(Beginning of Extracted entries)

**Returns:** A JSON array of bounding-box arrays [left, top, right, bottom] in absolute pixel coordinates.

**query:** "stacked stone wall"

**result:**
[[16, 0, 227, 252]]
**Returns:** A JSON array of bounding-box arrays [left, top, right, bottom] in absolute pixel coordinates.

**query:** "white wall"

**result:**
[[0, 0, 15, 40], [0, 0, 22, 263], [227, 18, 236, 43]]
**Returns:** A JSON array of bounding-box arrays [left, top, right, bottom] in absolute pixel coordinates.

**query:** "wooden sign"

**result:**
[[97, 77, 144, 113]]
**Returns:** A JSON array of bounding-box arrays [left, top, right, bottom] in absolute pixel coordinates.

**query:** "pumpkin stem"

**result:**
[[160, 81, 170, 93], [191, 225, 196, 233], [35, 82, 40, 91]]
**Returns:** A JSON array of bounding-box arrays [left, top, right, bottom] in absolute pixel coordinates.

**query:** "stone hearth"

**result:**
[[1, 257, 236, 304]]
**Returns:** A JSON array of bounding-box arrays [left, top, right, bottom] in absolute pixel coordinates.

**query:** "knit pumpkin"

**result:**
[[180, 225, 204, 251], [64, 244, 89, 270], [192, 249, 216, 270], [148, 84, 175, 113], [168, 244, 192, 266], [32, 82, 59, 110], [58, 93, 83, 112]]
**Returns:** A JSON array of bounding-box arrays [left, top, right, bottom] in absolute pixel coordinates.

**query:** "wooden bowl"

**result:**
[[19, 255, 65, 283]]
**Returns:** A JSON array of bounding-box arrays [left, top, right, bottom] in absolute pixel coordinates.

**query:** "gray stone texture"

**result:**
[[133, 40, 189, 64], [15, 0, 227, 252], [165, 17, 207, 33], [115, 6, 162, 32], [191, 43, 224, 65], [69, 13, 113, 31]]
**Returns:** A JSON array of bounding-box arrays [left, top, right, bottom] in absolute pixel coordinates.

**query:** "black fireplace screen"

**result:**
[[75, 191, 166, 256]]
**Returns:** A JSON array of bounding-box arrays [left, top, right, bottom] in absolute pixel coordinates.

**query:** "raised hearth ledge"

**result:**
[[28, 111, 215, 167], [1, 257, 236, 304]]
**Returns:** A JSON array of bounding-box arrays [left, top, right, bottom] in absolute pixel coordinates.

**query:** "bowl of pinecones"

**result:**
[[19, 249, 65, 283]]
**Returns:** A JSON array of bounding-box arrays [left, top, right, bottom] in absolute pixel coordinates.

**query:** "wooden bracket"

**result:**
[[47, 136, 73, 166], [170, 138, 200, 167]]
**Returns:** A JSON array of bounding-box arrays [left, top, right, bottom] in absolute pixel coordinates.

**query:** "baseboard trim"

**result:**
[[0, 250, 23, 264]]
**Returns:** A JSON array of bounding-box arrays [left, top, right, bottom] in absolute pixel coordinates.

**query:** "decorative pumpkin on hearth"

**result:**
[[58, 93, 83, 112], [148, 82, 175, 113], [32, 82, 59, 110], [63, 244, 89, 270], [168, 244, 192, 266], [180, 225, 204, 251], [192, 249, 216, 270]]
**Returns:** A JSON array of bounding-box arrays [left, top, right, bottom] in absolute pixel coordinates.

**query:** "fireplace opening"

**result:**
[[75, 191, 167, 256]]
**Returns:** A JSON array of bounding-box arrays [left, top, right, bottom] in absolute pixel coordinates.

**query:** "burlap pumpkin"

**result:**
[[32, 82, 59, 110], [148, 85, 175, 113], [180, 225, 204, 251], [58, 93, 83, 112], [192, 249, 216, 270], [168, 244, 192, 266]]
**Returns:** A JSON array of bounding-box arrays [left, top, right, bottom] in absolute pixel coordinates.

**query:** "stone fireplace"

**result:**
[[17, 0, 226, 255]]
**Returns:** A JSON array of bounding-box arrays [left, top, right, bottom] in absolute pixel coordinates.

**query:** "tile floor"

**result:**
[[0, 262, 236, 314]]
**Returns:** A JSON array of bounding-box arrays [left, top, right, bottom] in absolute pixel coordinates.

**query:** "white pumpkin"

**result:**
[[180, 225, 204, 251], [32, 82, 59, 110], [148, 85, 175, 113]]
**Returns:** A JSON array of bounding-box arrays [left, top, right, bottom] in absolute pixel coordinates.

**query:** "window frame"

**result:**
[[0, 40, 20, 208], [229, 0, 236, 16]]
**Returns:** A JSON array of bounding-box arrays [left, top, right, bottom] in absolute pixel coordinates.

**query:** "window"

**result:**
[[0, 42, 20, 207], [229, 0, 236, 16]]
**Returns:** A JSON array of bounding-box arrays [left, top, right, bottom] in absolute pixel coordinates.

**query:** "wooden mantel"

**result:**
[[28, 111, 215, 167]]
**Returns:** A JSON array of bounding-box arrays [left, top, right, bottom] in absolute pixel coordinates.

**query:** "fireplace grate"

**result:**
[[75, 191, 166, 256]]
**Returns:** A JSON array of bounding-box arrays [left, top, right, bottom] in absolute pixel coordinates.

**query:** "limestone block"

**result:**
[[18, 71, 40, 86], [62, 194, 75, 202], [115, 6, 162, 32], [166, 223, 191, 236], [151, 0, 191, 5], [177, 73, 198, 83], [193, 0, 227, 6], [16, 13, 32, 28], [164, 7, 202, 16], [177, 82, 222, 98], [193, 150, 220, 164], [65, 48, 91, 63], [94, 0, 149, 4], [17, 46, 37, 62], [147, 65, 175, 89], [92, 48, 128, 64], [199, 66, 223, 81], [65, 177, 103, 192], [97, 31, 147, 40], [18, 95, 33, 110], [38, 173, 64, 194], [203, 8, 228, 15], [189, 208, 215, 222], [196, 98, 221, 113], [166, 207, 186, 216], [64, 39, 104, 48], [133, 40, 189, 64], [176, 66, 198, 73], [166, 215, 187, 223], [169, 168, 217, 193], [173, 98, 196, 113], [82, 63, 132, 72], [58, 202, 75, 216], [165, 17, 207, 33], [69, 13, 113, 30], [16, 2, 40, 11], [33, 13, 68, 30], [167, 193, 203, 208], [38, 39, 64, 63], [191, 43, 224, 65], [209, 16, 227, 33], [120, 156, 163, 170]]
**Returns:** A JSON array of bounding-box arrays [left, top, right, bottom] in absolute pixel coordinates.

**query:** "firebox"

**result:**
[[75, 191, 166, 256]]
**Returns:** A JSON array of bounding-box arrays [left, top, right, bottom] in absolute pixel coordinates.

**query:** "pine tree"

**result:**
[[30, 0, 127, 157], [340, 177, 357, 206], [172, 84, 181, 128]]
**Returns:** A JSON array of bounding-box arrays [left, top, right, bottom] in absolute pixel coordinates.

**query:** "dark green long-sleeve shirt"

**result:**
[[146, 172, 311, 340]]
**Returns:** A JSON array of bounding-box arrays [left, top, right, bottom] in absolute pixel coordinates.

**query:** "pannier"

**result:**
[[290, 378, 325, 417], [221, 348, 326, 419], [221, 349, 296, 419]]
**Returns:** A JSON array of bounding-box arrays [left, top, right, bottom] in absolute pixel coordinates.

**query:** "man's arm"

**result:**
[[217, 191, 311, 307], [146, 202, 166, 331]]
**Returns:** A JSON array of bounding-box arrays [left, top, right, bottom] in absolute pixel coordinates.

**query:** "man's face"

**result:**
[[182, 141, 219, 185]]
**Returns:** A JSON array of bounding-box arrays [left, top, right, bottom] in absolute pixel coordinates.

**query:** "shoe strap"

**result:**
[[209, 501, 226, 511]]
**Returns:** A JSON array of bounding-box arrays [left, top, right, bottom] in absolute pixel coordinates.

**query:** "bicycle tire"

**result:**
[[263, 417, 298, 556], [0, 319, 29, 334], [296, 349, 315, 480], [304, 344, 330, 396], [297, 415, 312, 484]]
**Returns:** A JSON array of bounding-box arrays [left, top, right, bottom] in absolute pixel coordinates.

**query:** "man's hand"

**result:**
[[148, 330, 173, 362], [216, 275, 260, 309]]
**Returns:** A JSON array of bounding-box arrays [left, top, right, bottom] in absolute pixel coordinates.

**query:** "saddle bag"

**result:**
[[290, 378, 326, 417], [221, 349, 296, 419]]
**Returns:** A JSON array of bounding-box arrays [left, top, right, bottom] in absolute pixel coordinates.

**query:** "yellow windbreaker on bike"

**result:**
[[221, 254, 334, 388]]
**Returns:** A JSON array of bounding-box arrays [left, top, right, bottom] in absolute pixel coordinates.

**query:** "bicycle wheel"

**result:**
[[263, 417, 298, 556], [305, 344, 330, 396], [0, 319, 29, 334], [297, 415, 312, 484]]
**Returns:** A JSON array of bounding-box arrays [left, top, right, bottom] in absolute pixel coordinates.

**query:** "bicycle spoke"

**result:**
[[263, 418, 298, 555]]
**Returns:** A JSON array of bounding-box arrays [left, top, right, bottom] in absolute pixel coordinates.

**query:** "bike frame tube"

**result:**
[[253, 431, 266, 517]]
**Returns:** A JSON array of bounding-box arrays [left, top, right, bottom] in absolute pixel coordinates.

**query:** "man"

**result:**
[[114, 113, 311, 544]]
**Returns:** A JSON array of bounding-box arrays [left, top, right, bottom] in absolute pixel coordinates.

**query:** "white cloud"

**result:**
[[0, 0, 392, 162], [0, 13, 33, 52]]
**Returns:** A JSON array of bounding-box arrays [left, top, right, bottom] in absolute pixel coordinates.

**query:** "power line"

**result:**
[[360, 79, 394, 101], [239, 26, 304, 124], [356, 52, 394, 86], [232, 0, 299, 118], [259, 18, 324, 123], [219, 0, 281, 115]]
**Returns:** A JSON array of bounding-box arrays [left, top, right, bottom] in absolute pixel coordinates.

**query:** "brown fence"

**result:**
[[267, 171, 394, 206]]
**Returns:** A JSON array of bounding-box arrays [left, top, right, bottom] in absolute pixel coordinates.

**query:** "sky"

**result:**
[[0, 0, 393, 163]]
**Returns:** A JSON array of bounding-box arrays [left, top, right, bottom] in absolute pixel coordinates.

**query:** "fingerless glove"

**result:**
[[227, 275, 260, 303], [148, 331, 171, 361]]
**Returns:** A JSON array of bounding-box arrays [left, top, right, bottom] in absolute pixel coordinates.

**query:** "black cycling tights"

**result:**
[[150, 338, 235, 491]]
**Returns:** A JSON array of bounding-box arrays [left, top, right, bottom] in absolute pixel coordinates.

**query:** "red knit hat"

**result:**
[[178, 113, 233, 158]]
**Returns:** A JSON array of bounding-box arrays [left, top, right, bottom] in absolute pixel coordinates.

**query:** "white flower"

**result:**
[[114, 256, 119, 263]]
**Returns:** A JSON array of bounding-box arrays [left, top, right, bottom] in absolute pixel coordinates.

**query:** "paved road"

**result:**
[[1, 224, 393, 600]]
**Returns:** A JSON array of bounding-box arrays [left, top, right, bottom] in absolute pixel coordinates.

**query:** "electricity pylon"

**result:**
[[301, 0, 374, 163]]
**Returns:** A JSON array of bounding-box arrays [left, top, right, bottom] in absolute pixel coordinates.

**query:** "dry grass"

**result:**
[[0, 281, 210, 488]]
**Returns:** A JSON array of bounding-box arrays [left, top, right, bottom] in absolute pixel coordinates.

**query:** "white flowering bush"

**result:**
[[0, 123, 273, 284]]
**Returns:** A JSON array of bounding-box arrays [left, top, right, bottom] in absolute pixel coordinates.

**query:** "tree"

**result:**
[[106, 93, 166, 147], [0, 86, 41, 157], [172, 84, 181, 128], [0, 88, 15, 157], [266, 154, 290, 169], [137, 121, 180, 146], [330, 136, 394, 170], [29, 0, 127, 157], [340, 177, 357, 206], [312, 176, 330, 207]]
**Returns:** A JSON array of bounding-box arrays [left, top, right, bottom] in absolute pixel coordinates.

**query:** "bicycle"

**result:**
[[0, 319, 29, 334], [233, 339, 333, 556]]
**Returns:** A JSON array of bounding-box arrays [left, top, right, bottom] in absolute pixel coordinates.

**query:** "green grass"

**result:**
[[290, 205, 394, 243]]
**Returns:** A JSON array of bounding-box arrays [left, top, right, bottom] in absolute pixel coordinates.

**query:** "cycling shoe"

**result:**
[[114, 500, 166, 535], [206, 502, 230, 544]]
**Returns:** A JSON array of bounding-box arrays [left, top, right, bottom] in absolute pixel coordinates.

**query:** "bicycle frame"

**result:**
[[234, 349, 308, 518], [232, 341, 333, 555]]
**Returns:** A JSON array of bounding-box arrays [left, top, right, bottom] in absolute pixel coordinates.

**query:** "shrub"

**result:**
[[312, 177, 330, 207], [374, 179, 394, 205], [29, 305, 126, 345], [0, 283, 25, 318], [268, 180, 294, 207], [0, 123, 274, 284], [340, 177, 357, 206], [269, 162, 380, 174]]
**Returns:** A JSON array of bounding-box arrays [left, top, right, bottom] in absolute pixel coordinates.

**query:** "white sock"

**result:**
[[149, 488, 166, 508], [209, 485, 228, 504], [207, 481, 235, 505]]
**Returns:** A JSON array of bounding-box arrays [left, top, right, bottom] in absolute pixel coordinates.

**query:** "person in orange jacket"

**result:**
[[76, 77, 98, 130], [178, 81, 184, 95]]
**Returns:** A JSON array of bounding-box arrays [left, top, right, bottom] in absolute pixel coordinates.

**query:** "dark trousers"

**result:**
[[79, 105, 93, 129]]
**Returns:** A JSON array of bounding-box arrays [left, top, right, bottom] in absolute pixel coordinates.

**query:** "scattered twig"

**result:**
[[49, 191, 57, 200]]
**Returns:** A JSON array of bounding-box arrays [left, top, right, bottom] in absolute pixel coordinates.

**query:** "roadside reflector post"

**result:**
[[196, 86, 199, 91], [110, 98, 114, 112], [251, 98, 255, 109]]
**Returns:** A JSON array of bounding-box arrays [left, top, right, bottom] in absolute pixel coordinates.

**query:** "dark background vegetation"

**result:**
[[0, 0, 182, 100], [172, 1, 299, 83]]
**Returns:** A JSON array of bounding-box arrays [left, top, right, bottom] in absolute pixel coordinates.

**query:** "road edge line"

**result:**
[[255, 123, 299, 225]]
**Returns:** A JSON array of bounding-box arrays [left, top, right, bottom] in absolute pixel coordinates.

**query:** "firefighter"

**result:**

(End of Extracted entries)

Description of the task
Only lines of the material that contain the word "white" belong in the answer; copy each one.

Output for this exercise
**query:** "white wall"
**query:** "white pumpkin"
**query:** "white cloud"
**query:** "white flower"
**query:** "white flowering bush"
**query:** "white sock"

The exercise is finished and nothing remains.